STATED GOAL:
Can you put the listing below, everything from the line containing "Segment every instance of the bush" down to the line containing "99], [248, 97]]", into a Markdown table with a column named Index for the row number and a column named Content for the line, leaving out any blank lines?
──────
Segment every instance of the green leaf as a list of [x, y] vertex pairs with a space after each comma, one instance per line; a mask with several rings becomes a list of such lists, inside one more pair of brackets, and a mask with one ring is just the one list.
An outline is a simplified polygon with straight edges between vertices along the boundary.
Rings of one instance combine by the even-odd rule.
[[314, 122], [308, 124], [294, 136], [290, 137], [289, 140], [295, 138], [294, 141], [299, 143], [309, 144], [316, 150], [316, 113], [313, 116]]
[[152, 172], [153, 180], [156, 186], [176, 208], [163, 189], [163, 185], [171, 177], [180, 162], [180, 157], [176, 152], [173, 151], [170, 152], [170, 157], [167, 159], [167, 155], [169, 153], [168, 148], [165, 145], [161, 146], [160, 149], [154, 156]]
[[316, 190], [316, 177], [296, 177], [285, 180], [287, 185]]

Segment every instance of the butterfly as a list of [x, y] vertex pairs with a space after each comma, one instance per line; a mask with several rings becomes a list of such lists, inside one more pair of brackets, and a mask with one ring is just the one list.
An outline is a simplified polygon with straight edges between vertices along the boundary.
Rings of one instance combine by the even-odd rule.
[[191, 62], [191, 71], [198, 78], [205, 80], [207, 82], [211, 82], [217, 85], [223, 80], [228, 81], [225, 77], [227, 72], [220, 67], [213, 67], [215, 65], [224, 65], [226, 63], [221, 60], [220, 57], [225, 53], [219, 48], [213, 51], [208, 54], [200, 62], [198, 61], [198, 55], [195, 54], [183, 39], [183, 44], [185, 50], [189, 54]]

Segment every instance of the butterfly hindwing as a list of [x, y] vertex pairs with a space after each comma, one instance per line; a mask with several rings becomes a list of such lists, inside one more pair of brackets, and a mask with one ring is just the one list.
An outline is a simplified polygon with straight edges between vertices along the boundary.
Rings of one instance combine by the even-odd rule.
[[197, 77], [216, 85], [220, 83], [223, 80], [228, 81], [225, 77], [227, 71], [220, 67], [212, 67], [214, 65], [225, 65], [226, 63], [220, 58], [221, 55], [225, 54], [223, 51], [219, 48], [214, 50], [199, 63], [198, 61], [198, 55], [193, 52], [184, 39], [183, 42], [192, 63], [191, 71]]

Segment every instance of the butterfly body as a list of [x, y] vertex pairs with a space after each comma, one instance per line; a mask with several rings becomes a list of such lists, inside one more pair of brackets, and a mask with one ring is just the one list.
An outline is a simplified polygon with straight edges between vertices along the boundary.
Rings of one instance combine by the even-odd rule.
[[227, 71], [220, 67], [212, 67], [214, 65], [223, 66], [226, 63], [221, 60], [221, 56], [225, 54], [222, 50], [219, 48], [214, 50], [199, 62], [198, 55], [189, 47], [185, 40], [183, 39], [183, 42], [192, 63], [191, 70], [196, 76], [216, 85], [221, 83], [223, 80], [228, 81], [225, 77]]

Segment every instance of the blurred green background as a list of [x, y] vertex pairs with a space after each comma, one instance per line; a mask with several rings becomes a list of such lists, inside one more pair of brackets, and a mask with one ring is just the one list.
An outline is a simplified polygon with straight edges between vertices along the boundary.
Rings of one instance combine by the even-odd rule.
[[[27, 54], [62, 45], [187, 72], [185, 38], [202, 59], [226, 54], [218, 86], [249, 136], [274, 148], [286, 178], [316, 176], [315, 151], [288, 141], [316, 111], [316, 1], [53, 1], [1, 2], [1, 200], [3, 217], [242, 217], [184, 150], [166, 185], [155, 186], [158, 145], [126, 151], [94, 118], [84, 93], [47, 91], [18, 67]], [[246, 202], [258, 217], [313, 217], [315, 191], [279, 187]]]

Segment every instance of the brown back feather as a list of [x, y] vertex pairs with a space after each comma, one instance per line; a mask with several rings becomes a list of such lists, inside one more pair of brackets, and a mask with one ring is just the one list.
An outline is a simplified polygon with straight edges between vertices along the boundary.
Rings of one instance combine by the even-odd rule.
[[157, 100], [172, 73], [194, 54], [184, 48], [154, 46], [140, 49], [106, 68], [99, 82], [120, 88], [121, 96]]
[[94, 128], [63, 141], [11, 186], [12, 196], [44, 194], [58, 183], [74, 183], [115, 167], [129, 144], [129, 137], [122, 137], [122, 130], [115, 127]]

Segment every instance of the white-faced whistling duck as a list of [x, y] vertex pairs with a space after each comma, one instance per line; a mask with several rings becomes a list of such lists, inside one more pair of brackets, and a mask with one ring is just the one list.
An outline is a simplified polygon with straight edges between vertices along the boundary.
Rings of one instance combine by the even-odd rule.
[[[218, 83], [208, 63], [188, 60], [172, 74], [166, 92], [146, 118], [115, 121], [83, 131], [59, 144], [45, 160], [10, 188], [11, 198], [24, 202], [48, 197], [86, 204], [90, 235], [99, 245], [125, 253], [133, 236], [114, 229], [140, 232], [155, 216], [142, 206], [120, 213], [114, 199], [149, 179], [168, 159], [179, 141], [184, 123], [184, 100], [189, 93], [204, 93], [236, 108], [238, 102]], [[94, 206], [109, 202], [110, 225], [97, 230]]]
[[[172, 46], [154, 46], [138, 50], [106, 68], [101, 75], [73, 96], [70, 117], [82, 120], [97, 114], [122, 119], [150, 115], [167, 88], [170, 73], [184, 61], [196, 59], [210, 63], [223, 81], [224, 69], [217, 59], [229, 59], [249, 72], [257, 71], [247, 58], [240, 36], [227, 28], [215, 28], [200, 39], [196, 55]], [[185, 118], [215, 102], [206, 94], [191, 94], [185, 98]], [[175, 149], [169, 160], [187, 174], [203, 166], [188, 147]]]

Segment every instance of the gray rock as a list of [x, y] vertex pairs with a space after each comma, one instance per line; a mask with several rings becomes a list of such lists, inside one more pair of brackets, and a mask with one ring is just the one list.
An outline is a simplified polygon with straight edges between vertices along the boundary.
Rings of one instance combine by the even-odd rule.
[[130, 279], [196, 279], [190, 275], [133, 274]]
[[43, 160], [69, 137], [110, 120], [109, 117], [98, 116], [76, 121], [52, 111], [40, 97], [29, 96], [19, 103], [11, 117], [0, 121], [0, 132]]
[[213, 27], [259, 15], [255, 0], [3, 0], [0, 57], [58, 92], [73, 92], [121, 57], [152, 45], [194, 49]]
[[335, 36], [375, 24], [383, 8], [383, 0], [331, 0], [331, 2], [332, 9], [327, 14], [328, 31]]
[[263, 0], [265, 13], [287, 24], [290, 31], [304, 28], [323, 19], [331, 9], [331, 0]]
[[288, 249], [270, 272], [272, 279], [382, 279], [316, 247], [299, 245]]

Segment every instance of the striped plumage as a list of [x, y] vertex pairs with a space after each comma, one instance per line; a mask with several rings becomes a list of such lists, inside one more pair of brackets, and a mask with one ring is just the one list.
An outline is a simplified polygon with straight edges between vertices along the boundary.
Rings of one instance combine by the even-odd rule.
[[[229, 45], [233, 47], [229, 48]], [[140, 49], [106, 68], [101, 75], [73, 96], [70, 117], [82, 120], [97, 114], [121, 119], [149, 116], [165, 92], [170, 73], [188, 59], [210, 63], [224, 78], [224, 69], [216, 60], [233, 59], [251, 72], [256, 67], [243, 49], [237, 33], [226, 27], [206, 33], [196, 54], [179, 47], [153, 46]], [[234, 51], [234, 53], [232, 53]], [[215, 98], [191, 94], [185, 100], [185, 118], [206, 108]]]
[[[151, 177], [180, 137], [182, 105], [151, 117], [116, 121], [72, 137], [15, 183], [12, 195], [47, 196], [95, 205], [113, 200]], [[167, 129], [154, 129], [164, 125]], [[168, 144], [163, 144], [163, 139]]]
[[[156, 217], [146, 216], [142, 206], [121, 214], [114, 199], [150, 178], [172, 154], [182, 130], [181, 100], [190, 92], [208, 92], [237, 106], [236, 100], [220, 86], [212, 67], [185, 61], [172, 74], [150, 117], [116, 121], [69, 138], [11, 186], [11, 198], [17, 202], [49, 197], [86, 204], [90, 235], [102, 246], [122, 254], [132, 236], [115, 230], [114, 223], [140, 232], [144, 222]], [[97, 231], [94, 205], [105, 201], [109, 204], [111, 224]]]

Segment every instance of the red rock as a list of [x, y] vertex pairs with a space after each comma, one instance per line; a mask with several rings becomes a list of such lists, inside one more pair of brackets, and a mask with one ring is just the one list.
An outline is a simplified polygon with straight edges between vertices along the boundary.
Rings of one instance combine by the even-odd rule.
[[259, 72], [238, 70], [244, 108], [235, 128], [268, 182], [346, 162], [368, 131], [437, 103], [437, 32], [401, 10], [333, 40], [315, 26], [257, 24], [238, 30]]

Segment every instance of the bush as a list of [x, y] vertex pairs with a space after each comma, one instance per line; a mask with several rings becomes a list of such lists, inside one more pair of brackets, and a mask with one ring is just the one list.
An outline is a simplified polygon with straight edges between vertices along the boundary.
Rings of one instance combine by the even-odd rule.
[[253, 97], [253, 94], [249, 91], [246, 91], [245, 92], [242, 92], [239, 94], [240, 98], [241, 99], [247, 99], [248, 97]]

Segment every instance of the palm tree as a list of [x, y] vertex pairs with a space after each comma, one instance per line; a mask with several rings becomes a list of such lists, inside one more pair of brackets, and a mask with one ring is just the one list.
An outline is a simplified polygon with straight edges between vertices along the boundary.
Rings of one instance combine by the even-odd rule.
──────
FINISHED EXERCISE:
| Index | Content |
|---|---|
| 1 | Segment every instance of the bush as a list of [x, y] vertex pairs with a space after each comma, one instance per line; a mask with several rings becomes a list of such lists, inside one more pair of brackets, and a mask with one ring is just the one list. |
| 2 | An outline is a simplified polygon with straight edges between vertices along the boundary. |
| 3 | Rings of one instance combine by the even-odd rule. |
| 4 | [[253, 97], [253, 94], [249, 91], [246, 91], [245, 92], [242, 92], [239, 94], [240, 98], [241, 99], [247, 99], [248, 97]] |